Extract every line of the entries below and reproduce each one word for word, changing nothing.

Entries from a pointing dataset:
[Start]

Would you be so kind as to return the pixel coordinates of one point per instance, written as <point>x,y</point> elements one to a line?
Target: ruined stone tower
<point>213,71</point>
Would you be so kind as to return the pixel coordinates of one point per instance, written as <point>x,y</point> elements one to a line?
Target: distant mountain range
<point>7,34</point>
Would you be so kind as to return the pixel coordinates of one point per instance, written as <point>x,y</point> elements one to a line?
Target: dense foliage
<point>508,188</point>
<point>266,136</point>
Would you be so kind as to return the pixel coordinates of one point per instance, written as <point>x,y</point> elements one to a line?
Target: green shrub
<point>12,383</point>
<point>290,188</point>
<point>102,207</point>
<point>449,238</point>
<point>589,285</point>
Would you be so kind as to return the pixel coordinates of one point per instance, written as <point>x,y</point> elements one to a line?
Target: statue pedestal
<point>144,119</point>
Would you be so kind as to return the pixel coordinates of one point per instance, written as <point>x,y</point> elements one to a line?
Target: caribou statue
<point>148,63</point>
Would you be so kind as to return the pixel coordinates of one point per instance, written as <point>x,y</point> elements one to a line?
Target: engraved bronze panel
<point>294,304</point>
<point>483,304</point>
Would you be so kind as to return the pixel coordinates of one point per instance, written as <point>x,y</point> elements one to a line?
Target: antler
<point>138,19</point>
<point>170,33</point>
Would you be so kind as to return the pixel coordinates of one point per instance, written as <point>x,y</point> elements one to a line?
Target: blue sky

[End]

• Output
Would you be so kind as to return the pixel coordinates of one point per instance, written as <point>x,y</point> elements one to a line?
Target: ruined stone tower
<point>213,71</point>
Would you be so kind as to return the pixel coordinates of one point per instance, written as <point>x,y</point> elements one to a line?
Target: distant mountain range
<point>7,34</point>
Would you be so kind as to return the pixel coordinates of one point per instance, written as <point>x,y</point> elements one to a line?
Target: dense foliage
<point>508,188</point>
<point>266,136</point>
Would you be so kind as to return the pixel coordinates of one point per instance, written as <point>x,y</point> elements one to a line?
Target: green shrub
<point>12,383</point>
<point>290,188</point>
<point>102,207</point>
<point>449,238</point>
<point>589,285</point>
Would you be so kind as to return the pixel coordinates of one point per instance, written as <point>x,y</point> elements one to a line?
Target: statue pedestal
<point>144,119</point>
Would you be so kind as to return the pixel coordinates of one point per instance, written as <point>x,y</point> elements one to a line?
Target: caribou statue
<point>148,63</point>
Would you be so kind as to return the pixel coordinates of one point per instance, written as <point>x,y</point> elements one to a line?
Target: engraved bronze panel
<point>294,304</point>
<point>483,304</point>
Would you be so kind as to return the pixel coordinates of one point per instance, written as <point>x,y</point> elements one to a line?
Target: antler
<point>138,19</point>
<point>170,33</point>
Would you be so kind as to return the pixel coordinates of one point per instance, written as <point>x,y</point> elements one to a line?
Target: blue sky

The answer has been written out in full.